Earthquake.                55%                                      1.2%

Drought                               33%                                          0.8%

Volcano                              12%                                           0.2%

Floods are very frequent, but often less deadly. Earthquakes are less frequent but can be extremely deadly, especially in vulnerable regions.

 Effects of Natural Hazards

Short-term Effects: Loss of life, Injuries and displacement, Damage to homes and infrastructure

Long-term Effects: Economic disruption, Food and water shortages, Environmental damage, Increased poverty in affected regions

 Why Some Countries Suffer More

          Reason.                                         Explanation

• Poor infrastructure                             Buildings and roads are more likely to collapse or be damaged.
• Inadequate emergency services          Slower response means more lives lost.
• Limited public awareness.                   People may not know how to protect themselves.
• Poor communication systems Slower spread of warnings and evacuation notices
• High population density in hazard zones         More people are affected when disaster strikes.
• Economic limitations  Fewer resources available for recovery and rebuilding.

Short- and Long-Term Effects of Natural Hazards

Natural hazards do not affect all regions equally. The impact often depends on the development level of the area.

 Short-term effects can include: Loss of power and communications, Damage to water and sewage systems, Infrastructure damage (roads, bridges, buildings), Financial losses, Injuries and sickness, Death

Long-term effects are often worse in less developed regions: Economic collapse, Prolonged homelessness and displacement, Disease outbreaks, Limited ability to recover and rebuild

More developed areas usually have resources to avoid or minimize long-term effects. Less developed areas may see short-term disasters turn into long-term crises.

 Hazard Mitigation

Mitigation means taking steps to reduce the damage that disasters cause. It aims to save lives and protect property.

WORK INSTRUCTIONS
1. Copy part of the text on natural hazards, substituting "rescue services" for "emergency services". Begin at the words "Why Some Countries" and stop after "more lives lost.".
2. According to the text on natural hazards, what does mitigation aim to do?
The entries have nothing to do with the text.

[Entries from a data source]
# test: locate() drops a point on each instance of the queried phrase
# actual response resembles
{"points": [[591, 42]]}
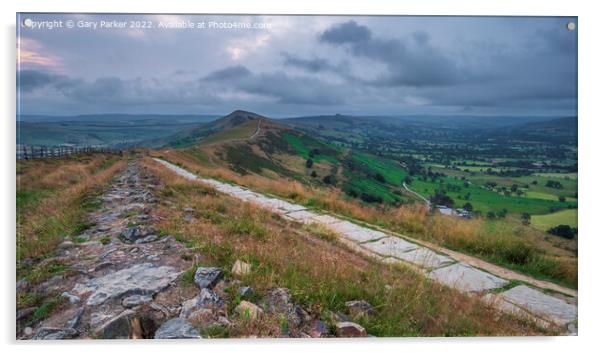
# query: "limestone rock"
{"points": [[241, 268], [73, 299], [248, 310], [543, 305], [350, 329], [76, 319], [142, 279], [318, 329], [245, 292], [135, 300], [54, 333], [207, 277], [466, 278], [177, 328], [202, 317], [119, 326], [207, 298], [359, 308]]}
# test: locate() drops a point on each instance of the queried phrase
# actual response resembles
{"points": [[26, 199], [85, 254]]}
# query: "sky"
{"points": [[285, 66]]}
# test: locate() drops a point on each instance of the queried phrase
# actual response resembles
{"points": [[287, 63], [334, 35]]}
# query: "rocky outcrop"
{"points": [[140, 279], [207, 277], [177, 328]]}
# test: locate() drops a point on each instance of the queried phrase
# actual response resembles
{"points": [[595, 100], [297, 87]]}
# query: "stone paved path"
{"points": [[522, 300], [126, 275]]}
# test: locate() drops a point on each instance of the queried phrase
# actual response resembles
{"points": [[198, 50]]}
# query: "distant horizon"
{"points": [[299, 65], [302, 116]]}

LIST OF SOLUTIONS
1.
Why Some Countries Suffer More

          Reason.                                         Explanation

• Poor infrastructure                             Buildings and roads are more likely to collapse or be damaged.
• Inadequate rescue services          Slower response means more lives lost.

2. It aims to save lives and protect property.